** START **

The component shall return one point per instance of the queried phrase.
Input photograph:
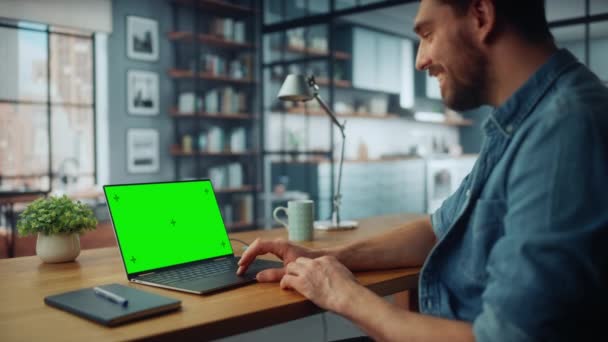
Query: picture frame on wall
(143, 150)
(142, 39)
(142, 92)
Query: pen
(112, 297)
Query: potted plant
(58, 221)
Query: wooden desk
(24, 282)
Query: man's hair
(526, 17)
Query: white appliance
(443, 177)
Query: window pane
(73, 147)
(598, 49)
(564, 9)
(344, 4)
(598, 7)
(318, 6)
(23, 144)
(24, 65)
(295, 9)
(71, 69)
(273, 11)
(571, 38)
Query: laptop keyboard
(190, 272)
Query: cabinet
(376, 61)
(368, 188)
(213, 102)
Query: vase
(58, 248)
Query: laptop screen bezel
(115, 229)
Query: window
(47, 108)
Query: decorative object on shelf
(214, 98)
(58, 221)
(187, 143)
(299, 88)
(142, 150)
(142, 39)
(142, 92)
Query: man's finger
(258, 247)
(270, 275)
(288, 282)
(294, 268)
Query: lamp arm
(329, 112)
(334, 119)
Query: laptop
(172, 235)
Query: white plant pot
(58, 248)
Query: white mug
(300, 217)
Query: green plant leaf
(56, 215)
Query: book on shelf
(238, 142)
(218, 176)
(239, 32)
(227, 93)
(235, 175)
(215, 139)
(243, 204)
(228, 214)
(189, 103)
(214, 64)
(223, 27)
(211, 101)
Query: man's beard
(470, 90)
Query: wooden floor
(103, 236)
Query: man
(520, 251)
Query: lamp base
(330, 225)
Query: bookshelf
(214, 102)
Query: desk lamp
(299, 88)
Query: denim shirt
(522, 248)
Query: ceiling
(400, 19)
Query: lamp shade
(295, 88)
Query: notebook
(87, 304)
(172, 235)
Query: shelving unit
(214, 103)
(363, 87)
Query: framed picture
(143, 150)
(142, 92)
(142, 39)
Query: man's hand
(283, 249)
(325, 281)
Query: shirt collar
(510, 115)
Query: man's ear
(483, 15)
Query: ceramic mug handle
(276, 211)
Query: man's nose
(422, 60)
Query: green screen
(164, 224)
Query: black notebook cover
(87, 304)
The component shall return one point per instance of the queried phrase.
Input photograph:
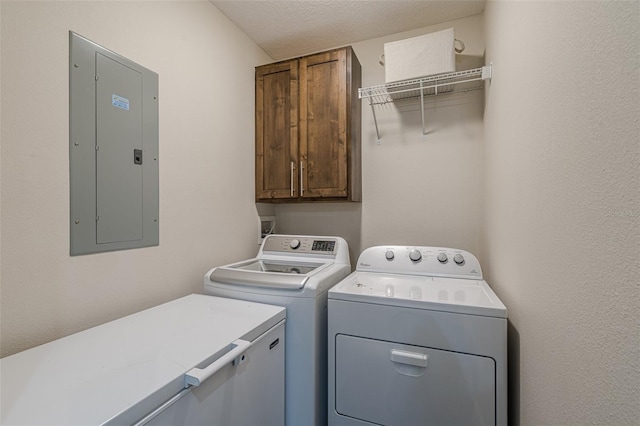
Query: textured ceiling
(291, 28)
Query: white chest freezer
(196, 360)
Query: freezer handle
(196, 376)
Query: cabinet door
(277, 131)
(324, 125)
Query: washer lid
(271, 273)
(463, 296)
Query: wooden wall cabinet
(308, 129)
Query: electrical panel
(113, 150)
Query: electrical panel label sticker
(120, 102)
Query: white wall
(207, 213)
(562, 205)
(415, 191)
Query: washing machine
(295, 272)
(416, 337)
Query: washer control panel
(420, 260)
(301, 244)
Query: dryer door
(392, 384)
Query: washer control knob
(415, 255)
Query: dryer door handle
(411, 358)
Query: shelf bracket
(375, 120)
(422, 88)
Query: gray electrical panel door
(113, 150)
(119, 135)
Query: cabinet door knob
(301, 179)
(293, 168)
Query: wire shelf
(441, 84)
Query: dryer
(416, 336)
(295, 272)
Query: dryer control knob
(415, 255)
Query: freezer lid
(269, 273)
(464, 296)
(95, 375)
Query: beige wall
(562, 205)
(415, 191)
(207, 213)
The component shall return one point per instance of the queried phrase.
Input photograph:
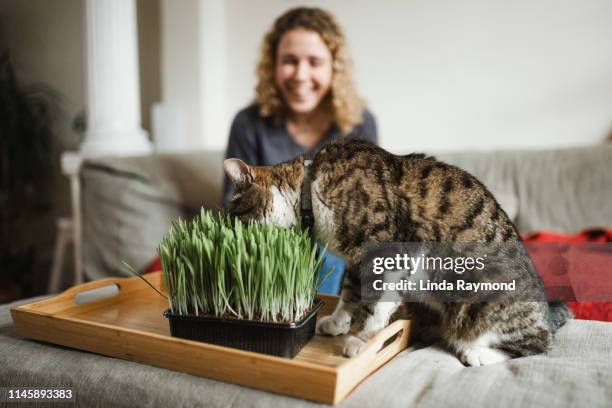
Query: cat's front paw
(479, 356)
(331, 327)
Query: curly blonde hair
(346, 105)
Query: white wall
(447, 75)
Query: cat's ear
(238, 172)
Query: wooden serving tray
(130, 325)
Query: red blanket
(582, 310)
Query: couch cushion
(563, 190)
(129, 203)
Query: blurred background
(440, 76)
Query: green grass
(215, 265)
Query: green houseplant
(250, 286)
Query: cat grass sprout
(215, 265)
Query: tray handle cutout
(94, 295)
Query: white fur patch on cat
(481, 356)
(284, 204)
(482, 351)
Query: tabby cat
(362, 194)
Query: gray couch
(128, 204)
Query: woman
(305, 98)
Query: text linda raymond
(412, 264)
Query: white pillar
(113, 125)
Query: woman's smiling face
(303, 70)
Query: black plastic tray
(284, 340)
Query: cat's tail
(559, 314)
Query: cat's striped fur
(363, 194)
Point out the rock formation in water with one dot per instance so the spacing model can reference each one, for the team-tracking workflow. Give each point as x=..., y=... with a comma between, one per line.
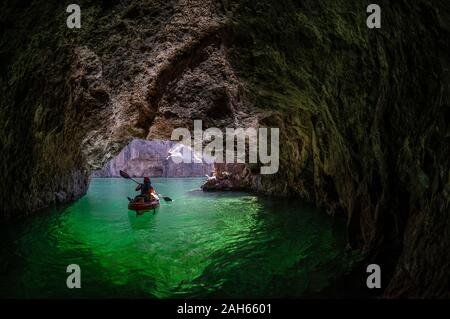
x=363, y=114
x=156, y=159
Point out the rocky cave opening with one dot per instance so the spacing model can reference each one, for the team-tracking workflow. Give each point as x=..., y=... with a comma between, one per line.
x=156, y=158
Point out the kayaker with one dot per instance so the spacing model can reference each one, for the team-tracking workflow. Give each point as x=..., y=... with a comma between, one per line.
x=147, y=190
x=145, y=187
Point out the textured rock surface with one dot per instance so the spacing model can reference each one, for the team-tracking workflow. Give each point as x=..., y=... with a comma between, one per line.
x=363, y=114
x=155, y=159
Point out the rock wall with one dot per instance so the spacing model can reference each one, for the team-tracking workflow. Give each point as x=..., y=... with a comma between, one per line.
x=363, y=114
x=155, y=159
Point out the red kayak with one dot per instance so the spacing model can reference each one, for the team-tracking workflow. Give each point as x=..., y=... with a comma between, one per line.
x=138, y=205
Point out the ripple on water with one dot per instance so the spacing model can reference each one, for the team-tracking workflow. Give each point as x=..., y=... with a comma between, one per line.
x=201, y=244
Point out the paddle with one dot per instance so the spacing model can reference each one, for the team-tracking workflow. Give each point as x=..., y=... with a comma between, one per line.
x=125, y=175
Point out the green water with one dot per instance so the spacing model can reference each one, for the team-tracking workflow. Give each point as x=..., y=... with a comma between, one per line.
x=199, y=245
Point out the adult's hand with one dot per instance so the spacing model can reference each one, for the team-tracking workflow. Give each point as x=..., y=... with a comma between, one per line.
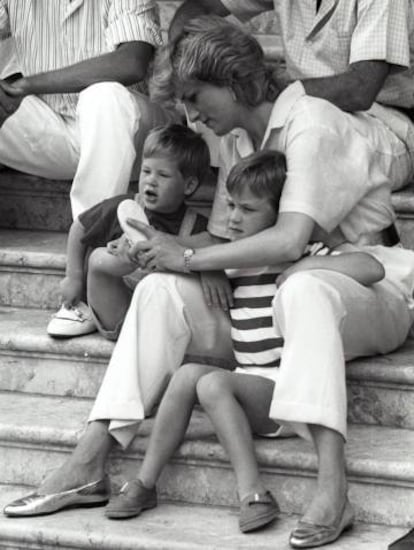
x=217, y=289
x=159, y=252
x=10, y=98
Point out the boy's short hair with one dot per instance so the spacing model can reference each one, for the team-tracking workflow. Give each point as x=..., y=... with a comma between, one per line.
x=263, y=173
x=185, y=147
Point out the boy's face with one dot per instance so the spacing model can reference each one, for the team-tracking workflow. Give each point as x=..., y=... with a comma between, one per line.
x=248, y=214
x=162, y=186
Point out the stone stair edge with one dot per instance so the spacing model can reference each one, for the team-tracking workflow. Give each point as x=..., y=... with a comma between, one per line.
x=201, y=445
x=33, y=338
x=213, y=528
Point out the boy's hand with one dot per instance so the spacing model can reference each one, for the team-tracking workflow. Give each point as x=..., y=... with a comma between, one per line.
x=71, y=289
x=217, y=290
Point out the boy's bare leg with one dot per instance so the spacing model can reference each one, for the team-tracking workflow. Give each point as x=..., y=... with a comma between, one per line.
x=237, y=404
x=87, y=462
x=172, y=419
x=108, y=295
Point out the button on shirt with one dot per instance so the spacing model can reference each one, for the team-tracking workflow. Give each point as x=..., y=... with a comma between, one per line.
x=333, y=175
x=52, y=34
x=325, y=41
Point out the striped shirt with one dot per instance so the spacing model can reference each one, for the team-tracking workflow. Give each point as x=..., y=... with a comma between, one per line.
x=256, y=338
x=325, y=41
x=52, y=34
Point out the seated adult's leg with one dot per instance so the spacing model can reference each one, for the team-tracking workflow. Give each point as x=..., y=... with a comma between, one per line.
x=111, y=123
x=38, y=141
x=326, y=318
x=167, y=317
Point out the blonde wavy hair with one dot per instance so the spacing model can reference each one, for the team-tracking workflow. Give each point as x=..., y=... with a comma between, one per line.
x=210, y=49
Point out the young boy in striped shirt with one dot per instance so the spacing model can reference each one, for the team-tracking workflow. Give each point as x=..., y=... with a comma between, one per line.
x=254, y=186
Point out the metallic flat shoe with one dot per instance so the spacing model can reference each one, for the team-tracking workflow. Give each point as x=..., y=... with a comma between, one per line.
x=92, y=494
x=311, y=535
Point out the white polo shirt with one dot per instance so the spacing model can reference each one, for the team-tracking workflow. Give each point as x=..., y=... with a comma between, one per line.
x=325, y=42
x=335, y=175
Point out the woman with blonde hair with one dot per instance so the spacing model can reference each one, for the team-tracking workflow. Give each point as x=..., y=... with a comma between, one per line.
x=219, y=72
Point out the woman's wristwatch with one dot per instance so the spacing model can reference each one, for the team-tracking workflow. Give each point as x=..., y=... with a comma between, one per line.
x=188, y=254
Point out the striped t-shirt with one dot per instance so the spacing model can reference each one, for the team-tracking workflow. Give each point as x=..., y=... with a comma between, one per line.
x=256, y=341
x=52, y=34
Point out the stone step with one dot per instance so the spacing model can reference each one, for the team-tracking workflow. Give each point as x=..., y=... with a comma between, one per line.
x=32, y=263
x=36, y=433
x=380, y=389
x=168, y=527
x=29, y=202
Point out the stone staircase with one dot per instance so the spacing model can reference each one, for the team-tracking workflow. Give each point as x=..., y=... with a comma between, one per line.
x=47, y=388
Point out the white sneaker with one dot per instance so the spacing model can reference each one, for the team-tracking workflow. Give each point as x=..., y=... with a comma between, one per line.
x=71, y=321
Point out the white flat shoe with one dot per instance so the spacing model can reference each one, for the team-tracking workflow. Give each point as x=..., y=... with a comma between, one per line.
x=92, y=494
x=73, y=321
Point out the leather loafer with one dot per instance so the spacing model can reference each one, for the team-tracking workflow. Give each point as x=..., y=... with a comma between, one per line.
x=92, y=494
x=257, y=510
x=133, y=499
x=311, y=535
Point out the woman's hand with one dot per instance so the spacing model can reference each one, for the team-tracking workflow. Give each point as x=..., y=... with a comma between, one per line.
x=217, y=290
x=71, y=289
x=160, y=252
x=119, y=247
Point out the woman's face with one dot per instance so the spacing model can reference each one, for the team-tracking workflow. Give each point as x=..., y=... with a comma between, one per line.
x=212, y=105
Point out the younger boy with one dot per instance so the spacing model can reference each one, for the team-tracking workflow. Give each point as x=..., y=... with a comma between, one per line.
x=254, y=187
x=175, y=162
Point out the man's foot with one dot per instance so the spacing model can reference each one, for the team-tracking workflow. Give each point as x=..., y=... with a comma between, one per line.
x=313, y=535
x=133, y=499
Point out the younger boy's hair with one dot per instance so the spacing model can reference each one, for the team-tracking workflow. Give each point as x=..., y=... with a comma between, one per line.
x=263, y=173
x=185, y=147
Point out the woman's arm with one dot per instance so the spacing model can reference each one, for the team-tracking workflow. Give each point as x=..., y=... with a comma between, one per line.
x=284, y=242
x=362, y=267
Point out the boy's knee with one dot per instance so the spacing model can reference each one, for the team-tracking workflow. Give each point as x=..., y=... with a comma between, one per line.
x=96, y=259
x=186, y=378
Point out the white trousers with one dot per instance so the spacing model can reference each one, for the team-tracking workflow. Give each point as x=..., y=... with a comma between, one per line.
x=325, y=318
x=167, y=319
x=97, y=148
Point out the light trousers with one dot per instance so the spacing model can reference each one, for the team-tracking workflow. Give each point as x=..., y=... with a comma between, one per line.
x=326, y=319
x=97, y=148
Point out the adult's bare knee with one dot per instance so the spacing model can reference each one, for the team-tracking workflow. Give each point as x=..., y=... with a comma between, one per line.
x=211, y=388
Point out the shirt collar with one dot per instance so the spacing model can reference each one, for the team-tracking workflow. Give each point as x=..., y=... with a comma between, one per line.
x=278, y=118
x=283, y=106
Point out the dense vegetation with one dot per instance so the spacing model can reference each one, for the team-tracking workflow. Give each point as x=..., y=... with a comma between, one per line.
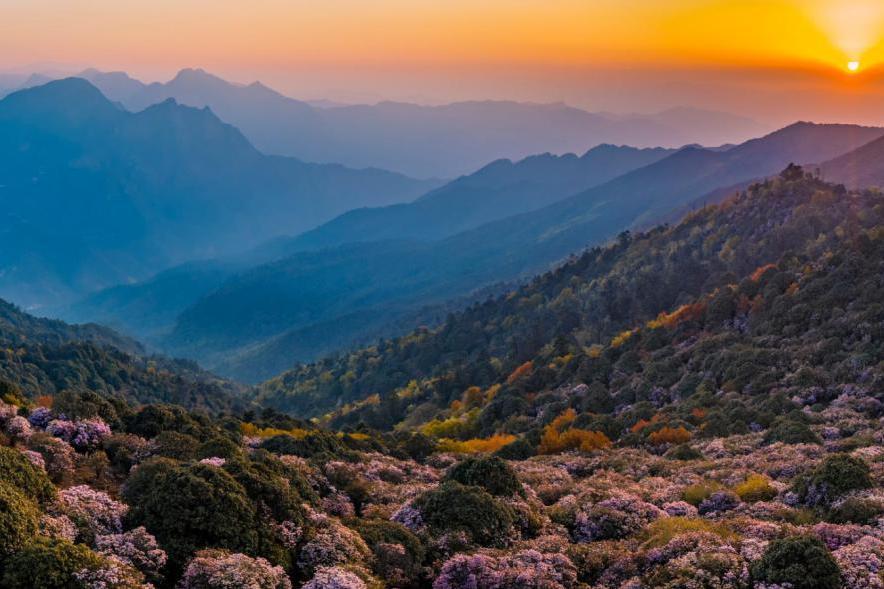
x=262, y=321
x=45, y=357
x=733, y=298
x=696, y=406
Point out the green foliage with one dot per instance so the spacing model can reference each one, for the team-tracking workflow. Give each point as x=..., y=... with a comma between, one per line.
x=172, y=444
x=48, y=564
x=855, y=510
x=521, y=449
x=835, y=476
x=802, y=561
x=19, y=520
x=315, y=444
x=18, y=472
x=789, y=431
x=188, y=507
x=491, y=473
x=453, y=507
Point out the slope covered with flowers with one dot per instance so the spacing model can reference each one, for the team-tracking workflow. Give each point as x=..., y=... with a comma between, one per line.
x=696, y=407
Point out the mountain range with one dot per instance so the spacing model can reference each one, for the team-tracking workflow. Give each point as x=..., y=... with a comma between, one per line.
x=443, y=141
x=270, y=316
x=732, y=302
x=93, y=195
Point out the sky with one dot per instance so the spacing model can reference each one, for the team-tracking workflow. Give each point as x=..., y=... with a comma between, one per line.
x=774, y=59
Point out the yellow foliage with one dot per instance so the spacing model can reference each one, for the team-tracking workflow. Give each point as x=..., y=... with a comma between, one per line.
x=473, y=397
x=520, y=372
x=565, y=419
x=594, y=351
x=756, y=487
x=659, y=533
x=622, y=338
x=684, y=313
x=476, y=445
x=251, y=430
x=553, y=442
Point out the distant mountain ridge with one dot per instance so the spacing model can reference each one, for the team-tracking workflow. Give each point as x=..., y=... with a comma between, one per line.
x=93, y=195
x=245, y=322
x=500, y=189
x=421, y=141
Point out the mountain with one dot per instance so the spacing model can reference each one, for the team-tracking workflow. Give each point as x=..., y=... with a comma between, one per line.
x=736, y=298
x=500, y=189
x=146, y=309
x=93, y=195
x=248, y=322
x=859, y=168
x=421, y=141
x=46, y=357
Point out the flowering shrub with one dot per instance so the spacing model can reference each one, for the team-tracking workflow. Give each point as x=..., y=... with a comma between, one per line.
x=617, y=517
x=528, y=569
x=94, y=512
x=218, y=569
x=111, y=573
x=137, y=548
x=861, y=563
x=40, y=417
x=334, y=578
x=59, y=527
x=331, y=544
x=18, y=428
x=83, y=435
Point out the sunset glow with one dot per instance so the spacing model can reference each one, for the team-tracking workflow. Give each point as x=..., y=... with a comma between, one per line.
x=423, y=51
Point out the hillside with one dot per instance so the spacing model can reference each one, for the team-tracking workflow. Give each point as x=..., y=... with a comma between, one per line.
x=737, y=297
x=47, y=357
x=94, y=196
x=148, y=309
x=421, y=141
x=660, y=412
x=500, y=189
x=270, y=300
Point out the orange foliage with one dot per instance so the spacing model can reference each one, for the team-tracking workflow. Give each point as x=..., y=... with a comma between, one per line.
x=759, y=272
x=520, y=372
x=553, y=442
x=670, y=435
x=684, y=313
x=640, y=425
x=621, y=338
x=473, y=397
x=562, y=421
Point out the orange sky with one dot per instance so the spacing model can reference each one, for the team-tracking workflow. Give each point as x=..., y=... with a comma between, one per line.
x=607, y=54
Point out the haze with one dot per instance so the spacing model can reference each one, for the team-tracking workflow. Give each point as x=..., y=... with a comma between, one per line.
x=633, y=55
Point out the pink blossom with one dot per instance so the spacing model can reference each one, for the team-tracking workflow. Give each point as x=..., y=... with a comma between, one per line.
x=334, y=578
x=18, y=428
x=94, y=512
x=219, y=569
x=136, y=547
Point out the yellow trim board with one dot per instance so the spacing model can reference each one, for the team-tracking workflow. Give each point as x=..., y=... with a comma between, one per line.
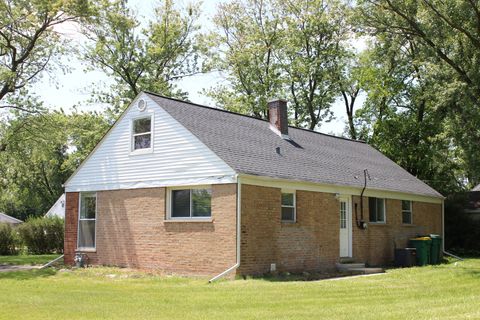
x=341, y=190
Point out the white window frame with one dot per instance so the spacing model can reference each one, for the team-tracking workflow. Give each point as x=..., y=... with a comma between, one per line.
x=94, y=194
x=133, y=134
x=384, y=212
x=170, y=203
x=285, y=206
x=410, y=210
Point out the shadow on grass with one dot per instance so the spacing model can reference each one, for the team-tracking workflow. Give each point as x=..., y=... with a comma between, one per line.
x=28, y=274
x=296, y=277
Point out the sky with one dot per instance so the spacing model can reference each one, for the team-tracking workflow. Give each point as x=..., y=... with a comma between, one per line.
x=72, y=89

** END **

Task directions
Print everything in the data above, unchanged, from the line containing "Point out the slope" down to the line containing "x=696, y=407", including both of those lines.

Correct response
Point out the slope covered with flowers with one dot per instance so the spacing model can reference each one, for the team-tracking workflow. Give each point as x=..., y=... with a comma between, one per line.
x=696, y=407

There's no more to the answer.